▶ Written instruction
Print every one of the following lines word for word, without changing anything.

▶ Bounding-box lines

==========

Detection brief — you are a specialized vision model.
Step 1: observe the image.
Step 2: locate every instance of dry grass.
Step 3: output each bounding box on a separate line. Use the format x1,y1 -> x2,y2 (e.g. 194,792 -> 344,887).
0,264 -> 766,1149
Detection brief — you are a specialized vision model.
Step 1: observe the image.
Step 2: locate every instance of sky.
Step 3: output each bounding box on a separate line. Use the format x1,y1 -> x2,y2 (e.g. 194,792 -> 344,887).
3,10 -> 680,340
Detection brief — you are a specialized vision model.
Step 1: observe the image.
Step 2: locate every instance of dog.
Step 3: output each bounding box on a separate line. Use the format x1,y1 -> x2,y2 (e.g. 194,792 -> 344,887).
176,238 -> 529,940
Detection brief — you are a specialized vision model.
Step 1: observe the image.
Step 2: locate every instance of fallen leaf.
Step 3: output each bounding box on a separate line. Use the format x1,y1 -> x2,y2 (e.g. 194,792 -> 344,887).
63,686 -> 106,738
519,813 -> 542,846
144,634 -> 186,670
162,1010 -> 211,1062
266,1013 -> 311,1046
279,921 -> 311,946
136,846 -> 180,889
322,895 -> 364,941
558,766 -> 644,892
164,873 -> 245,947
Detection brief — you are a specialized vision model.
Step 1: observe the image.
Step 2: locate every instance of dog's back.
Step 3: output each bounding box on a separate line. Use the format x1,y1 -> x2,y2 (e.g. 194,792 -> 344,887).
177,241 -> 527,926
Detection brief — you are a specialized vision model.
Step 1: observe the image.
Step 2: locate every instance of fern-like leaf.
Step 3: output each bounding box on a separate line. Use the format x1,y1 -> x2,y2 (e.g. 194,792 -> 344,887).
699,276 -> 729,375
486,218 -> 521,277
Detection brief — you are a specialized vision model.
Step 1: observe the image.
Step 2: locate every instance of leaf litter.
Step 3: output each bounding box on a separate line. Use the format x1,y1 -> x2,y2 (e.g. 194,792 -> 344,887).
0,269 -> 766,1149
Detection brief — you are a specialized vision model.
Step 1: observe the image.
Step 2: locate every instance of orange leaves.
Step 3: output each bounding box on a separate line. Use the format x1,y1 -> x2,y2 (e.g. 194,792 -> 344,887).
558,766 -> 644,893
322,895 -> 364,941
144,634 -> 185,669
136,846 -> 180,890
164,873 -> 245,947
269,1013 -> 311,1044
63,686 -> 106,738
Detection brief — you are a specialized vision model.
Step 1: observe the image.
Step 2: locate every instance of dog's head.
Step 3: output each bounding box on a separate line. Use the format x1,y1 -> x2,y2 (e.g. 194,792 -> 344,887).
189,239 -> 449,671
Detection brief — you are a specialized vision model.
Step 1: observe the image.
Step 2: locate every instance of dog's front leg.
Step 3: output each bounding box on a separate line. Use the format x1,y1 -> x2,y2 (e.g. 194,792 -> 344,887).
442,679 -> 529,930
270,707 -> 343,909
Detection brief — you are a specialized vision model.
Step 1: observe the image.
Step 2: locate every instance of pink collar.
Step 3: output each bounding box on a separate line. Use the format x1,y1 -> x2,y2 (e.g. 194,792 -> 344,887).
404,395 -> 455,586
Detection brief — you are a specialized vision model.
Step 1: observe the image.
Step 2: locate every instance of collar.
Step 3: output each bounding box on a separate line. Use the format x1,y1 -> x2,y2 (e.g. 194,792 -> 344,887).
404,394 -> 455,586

==========

▶ Solution for this task
Detection brief — you are a specialized vision model.
Step 1: observe the image.
Step 2: locate every instance of dry grass.
Step 3: output each bounding box on a separate line. Use the format x1,y1 -> x2,y2 (e.g. 194,792 -> 344,887).
0,264 -> 766,1149
Detection brief — you are a specialized vision model.
Step 1: observe the image.
Step 2: locate every instance of sky.
Step 3: output each bounding box on a separate line. Use the format x1,y1 -> x2,y2 (e.g. 194,792 -> 344,887).
3,10 -> 680,340
Detection brief — you are a specialized vision model.
Step 1: observe the image.
Step 2: locate every instance of dog.
Step 3: output each bounding box on a separate line. Use the format x1,y1 -> x2,y2 (e.g. 194,792 -> 344,887).
176,238 -> 529,940
Detection brief — you are a specialized vision model.
Step 1: observe the image.
Step 2: locate every instance of fallen leaf.
Step 3: output each bounding box on a separate line. Use the format x1,y1 -> x2,y2 (e.g. 194,792 -> 344,887).
63,686 -> 106,738
519,813 -> 542,846
144,634 -> 186,670
162,1010 -> 211,1062
266,1013 -> 311,1046
279,921 -> 311,946
136,846 -> 180,889
322,895 -> 364,941
558,766 -> 644,892
164,873 -> 245,947
Detection brief — you are a specialized vision model.
Step 1: observe the image.
Step 2: locate every instance of dog's back.
Step 3: output each bounding box on a separate line. Use the format x1,y1 -> x2,y2 (e.g. 194,792 -> 344,887).
177,241 -> 527,926
Detection brief — you are a specialized vision model.
Step 1: observe the image.
Step 2: locate every instance of fern-like leaf.
Step 3: output each bounding box on a separate line. Use the format x1,y1 -> x2,y2 (e.g. 194,792 -> 344,887).
699,276 -> 729,375
486,218 -> 521,277
Detection brief — you are a specialized vision model.
Step 1: observe the image.
Step 2: locate every instance of leaf litter.
Step 3: output each bounding box on a separate line. Use the format x1,y1 -> x2,y2 (e.g. 194,792 -> 344,887).
0,269 -> 766,1149
Detection brief — you are a specialized vision model.
Step 1: observe the image.
Step 2: locate every instance of orange leaves.
Step 3: output each bounding box on a separate line. Use the format x1,y1 -> x2,y2 (e.g. 194,792 -> 344,887).
558,766 -> 644,893
322,895 -> 364,941
144,634 -> 185,669
136,846 -> 180,890
164,873 -> 245,947
269,1013 -> 311,1044
63,686 -> 106,738
Detection brief — you are a specialized vision model.
Step 1: observe the image.
Step 2: locate every instance of dog's head.
Step 3: output each bounding box on a separate line. Use the format x1,y1 -> x2,y2 (e.g. 194,792 -> 344,887).
189,239 -> 449,671
Detection brief — you are a specialized vision model.
Step 1: observe the image.
Step 2: locate every instance of dog's front leg.
Step 3: output each bounding box on a separate line. Use the format x1,y1 -> x2,y2 (e.g. 194,792 -> 344,887).
442,679 -> 529,930
270,707 -> 343,909
Detection brief — you are a specialized vision model.
Step 1: observe the image.
Step 2: locate every instance of pink collar.
Step 3: output each bounding box on a separate line. Use the format x1,y1 -> x2,y2 (e.g. 194,792 -> 344,887).
404,395 -> 455,586
Detection brief — you are a specialized vision model.
Step 1: observe the image.
Step 2: locate every instance of collar.
Step 3: output each bounding box on a separate line. Use the format x1,y1 -> x2,y2 (e.g. 194,792 -> 344,887).
404,394 -> 455,586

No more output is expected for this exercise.